Amazon targets Nvidia with new push to sell its AI chips

▼ Summary
– AWS is in early talks to sell its Trainium AI chips to other companies for data center use, challenging Nvidia’s dominance.
– Amazon CEO Andy Jassy’s shareholder letter indicated potential chip sales, estimating a $50 billion annual run rate if sold as a standalone business.
– AWS has historically resisted selling chips due to revenue from associated services like storage and security, creating a waterfall effect.
– Current Trainium chip capacity is sold out, including the upcoming Trainium4, making sales to others difficult without manufacturing surpluses.
– Amazon’s potential $50 billion chip market would directly compete with Nvidia, which has a $326 billion revenue run rate, while Nvidia targets a new $200 billion CPU market.
Amazon Web Services is quietly laying the groundwork for a direct assault on Nvidia’s dominance in the AI chip market. According to AWS AI chief Peter DeSantis, the cloud giant is in early-stage discussions to sell its proprietary Trainium AI chips to external companies for use in their own data centers. While DeSantis declined to name potential buyers, the move signals a significant strategic shift for the company.
These talks, which Amazon confirms are still nascent, trace back to CEO Andy Jassy’s April shareholder letter. In it, Jassy hinted that demand for Amazon’s homegrown chips was so intense he was considering selling them externally. “If our chips business was a standalone entity, and sold chips produced this year to AWS and other third parties (as other leading chips companies do), our annual run rate would be ~$50 billion,” Jassy wrote. “There’s so much demand for our chips that it’s quite possible we’ll sell racks of them to third parties in the future.”
How realistic is a $50 billion competitor to Nvidia? It wouldn’t cripple the chip giant, which currently runs on a $326 billion revenue run rate if it sustains its recent quarterly performance. But it would put Amazon’s chip business on par with Intel’s annual revenues.
───
** Problem set **
1. Transcribe the passage of the Amazon chip article between "How realistic is" and "Intel’s annual revenues.", inclusive.
2. Answer these questions using the Amazon chip article:
(a) Who is the AWS AI chief quoted on the talks to sell Trainium chips?
(b) In which month did Andy Jassy's shareholder letter appear?
(c) What revenue run rate does the article give for Nvidia?
3. Resume the article on Amazon's push to sell its AI chips, picking up after its final sentence.
The material after this point comes from a separate source and is unrelated to the article on Amazon's AI chips.
───
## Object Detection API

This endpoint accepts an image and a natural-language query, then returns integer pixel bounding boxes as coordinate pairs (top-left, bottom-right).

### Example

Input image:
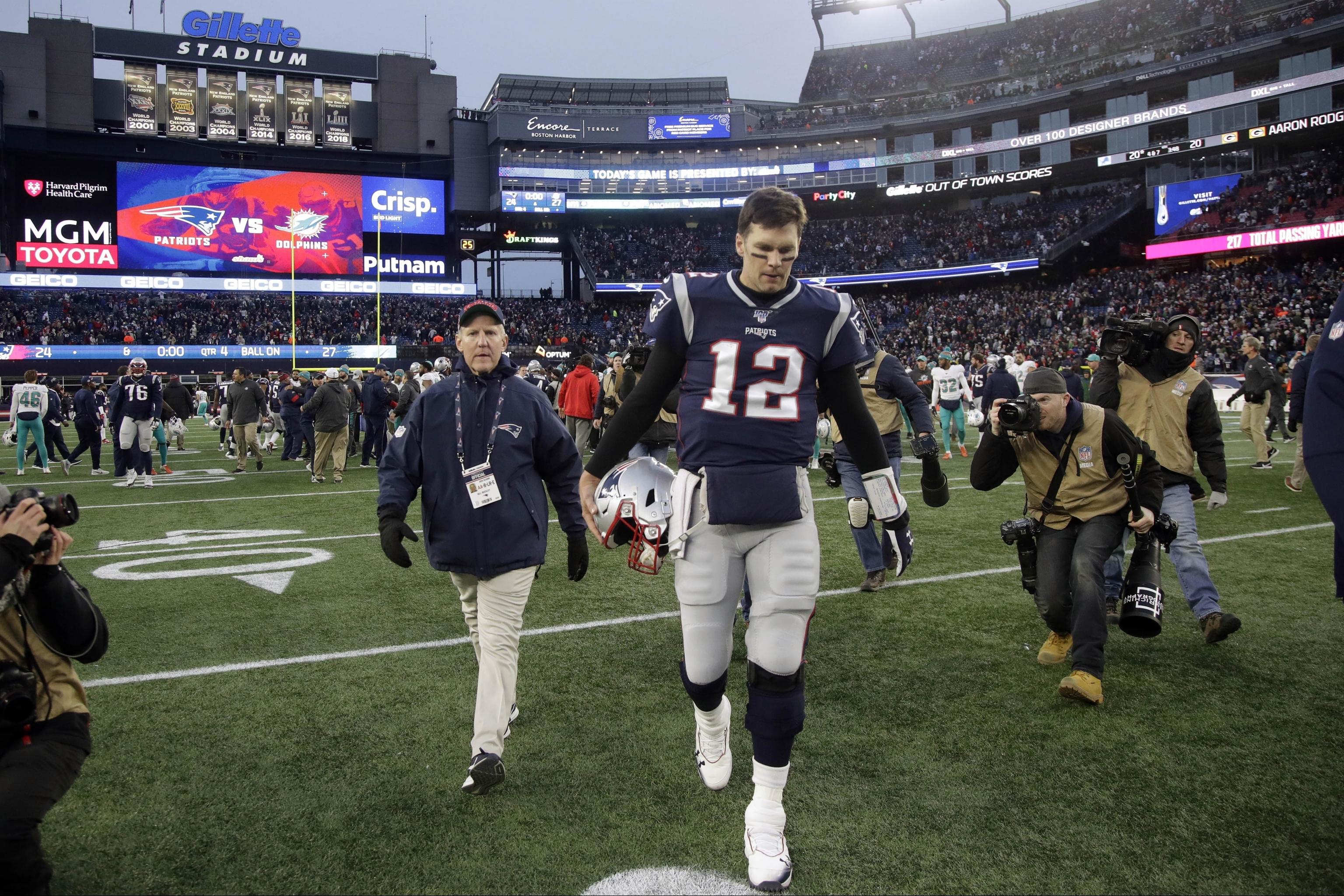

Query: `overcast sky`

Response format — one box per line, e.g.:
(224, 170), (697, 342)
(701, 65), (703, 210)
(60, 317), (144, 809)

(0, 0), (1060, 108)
───
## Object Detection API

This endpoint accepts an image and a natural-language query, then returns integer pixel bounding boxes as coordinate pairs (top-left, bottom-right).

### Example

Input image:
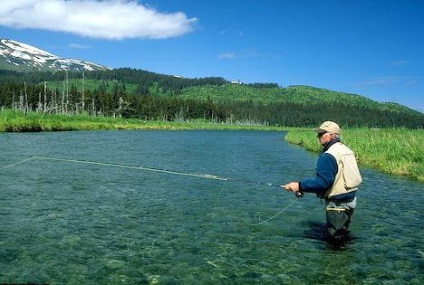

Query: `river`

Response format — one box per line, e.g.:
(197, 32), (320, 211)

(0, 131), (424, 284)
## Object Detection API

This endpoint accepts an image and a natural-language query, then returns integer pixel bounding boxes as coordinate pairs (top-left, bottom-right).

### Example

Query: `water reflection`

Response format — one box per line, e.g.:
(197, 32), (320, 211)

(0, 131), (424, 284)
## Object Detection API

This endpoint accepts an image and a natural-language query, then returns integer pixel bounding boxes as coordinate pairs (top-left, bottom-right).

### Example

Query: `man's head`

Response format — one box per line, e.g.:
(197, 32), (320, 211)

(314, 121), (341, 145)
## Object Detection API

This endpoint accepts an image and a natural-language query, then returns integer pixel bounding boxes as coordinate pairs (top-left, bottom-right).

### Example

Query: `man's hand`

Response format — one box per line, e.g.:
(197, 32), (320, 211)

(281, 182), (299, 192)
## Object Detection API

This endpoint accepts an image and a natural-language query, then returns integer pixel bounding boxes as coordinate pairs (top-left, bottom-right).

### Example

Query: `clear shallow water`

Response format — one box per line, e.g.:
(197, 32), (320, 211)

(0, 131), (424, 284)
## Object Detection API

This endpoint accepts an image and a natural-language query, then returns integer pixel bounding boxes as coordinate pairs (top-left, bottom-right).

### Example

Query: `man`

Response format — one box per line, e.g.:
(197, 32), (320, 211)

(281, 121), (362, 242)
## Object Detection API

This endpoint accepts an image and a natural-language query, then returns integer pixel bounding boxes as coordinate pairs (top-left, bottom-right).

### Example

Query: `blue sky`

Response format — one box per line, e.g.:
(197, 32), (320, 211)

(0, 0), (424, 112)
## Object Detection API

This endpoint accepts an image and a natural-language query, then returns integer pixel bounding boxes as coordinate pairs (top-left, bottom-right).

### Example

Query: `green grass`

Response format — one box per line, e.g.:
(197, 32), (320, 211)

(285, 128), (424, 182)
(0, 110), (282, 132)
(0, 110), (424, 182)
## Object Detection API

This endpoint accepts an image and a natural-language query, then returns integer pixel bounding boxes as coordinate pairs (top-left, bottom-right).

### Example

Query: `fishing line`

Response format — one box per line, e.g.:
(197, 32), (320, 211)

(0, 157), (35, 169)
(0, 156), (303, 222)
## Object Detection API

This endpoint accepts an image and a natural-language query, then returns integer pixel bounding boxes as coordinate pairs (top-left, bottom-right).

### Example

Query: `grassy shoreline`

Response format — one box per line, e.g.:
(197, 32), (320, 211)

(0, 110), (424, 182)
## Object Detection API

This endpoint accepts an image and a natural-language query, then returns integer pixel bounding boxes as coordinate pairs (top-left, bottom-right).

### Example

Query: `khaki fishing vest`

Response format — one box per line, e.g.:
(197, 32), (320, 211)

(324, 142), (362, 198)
───
** Responses to the exercise **
1.
How realistic is a $50 billion competitor to Nvidia? It wouldn’t cripple the chip giant, which currently runs on a $326 billion revenue run rate if it sustains its recent quarterly performance. But it would put Amazon’s chip business on par with Intel’s annual revenues.

2.
(a) Peter DeSantis
(b) April
(c) $326 billion

3.
For years, AWS resisted selling its AI chips for a simple reason: the real money isn’t in the silicon itself. The company profits from a waterfall effect , charging customers for AI tokens processed on its cloud, plus a suite of ancillary services like storage, security, networking, and monitoring. Selling chips externally would disrupt that model.
Capacity constraints also play a role. In his April letter, Jassy noted that current Trainium chip capacity sold out almost instantly, as did the capacity for the next generation, Trainium4, which won’t be available for over a year. This was before AWS even added OpenAI’s models to its roster. Selling chips to third parties would likely force existing customers onto waiting lists, unless Amazon can somehow manufacture a surplus through partners like TSMC. But TSMC’s foundry capacity is already stretched thin, and Nvidia recently overtook Apple as the foundry’s largest customer.
AWS spokesperson Doron Aronson confirmed the shift: “While we’ve historically declined requests to sell chips directly, Andy noted it’s quite possible we’ll sell racks of them to third parties in the future.”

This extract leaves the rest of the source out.